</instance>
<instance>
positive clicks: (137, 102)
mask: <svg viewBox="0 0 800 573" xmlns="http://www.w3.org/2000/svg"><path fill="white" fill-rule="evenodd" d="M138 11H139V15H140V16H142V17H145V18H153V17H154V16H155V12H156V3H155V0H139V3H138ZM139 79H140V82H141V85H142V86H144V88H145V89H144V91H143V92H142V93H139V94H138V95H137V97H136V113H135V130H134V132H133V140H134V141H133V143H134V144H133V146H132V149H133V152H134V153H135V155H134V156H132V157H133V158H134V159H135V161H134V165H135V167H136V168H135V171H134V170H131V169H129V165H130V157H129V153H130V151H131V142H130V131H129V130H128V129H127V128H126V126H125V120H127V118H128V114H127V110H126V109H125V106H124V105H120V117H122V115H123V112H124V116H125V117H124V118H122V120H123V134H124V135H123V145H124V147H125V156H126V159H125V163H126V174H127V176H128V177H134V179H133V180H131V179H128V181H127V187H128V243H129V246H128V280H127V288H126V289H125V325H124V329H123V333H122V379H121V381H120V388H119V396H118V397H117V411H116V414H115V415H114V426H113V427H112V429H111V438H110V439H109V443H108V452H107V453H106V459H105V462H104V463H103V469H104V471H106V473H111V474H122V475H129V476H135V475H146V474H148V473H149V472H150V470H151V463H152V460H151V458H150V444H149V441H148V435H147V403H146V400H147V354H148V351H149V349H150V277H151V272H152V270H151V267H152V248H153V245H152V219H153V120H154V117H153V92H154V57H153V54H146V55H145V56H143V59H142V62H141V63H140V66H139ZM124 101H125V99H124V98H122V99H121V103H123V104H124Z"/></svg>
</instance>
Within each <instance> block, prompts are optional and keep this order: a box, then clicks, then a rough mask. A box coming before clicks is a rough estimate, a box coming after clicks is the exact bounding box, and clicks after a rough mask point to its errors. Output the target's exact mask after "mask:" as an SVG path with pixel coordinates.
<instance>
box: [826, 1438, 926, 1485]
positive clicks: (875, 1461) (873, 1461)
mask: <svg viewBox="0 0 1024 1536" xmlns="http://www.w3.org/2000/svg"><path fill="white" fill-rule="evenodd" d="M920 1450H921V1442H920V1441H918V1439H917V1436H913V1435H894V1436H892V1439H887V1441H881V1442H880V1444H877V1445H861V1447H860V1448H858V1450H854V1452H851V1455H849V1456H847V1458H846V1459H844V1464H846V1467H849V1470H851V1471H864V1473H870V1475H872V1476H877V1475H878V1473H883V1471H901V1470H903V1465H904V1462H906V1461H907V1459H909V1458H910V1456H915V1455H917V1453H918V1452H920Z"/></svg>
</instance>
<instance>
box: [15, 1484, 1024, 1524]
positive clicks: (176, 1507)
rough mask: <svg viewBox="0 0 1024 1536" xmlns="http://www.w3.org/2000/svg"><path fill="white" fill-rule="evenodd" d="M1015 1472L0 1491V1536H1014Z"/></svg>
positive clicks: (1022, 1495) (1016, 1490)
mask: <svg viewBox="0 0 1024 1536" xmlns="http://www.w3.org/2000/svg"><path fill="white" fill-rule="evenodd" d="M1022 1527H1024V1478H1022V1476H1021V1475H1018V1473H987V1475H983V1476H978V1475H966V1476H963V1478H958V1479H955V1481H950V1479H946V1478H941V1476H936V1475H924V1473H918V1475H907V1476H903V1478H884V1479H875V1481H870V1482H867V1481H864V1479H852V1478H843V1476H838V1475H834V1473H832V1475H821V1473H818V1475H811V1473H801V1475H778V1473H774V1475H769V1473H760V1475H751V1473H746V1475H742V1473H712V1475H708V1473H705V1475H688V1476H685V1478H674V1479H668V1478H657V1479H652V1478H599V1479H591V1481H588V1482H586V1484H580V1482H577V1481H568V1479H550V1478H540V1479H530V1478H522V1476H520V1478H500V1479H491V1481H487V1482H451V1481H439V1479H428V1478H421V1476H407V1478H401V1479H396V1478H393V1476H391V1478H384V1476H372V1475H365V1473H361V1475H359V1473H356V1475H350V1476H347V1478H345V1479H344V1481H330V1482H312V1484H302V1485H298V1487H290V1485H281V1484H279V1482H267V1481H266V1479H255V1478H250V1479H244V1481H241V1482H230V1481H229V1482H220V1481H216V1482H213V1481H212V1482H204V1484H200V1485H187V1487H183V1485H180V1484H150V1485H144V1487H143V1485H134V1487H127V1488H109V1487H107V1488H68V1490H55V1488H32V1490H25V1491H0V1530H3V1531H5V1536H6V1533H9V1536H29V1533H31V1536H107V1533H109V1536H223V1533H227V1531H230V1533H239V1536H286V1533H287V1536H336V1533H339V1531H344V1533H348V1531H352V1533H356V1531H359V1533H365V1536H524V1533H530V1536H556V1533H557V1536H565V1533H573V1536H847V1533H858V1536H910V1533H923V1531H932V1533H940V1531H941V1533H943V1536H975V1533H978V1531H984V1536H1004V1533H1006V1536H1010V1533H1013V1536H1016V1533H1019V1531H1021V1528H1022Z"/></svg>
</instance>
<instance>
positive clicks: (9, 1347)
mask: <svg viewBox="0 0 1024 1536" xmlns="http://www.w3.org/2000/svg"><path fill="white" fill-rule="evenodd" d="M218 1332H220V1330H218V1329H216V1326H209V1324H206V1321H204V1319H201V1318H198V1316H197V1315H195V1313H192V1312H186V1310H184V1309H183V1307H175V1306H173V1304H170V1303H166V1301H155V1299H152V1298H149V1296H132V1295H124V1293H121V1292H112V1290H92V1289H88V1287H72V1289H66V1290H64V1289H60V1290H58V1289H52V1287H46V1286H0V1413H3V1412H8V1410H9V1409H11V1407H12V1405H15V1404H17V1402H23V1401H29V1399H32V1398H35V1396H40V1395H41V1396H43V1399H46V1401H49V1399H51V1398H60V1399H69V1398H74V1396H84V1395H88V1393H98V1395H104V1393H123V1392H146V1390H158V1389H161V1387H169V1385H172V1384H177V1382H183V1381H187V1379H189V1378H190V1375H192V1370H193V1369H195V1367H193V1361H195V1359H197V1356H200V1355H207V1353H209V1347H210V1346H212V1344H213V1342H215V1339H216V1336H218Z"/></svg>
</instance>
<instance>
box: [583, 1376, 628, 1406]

──────────────────────────────

## Task directions
Give the number of lines in the listing that hold the string "rough", and supply nothing further.

## Answer area
2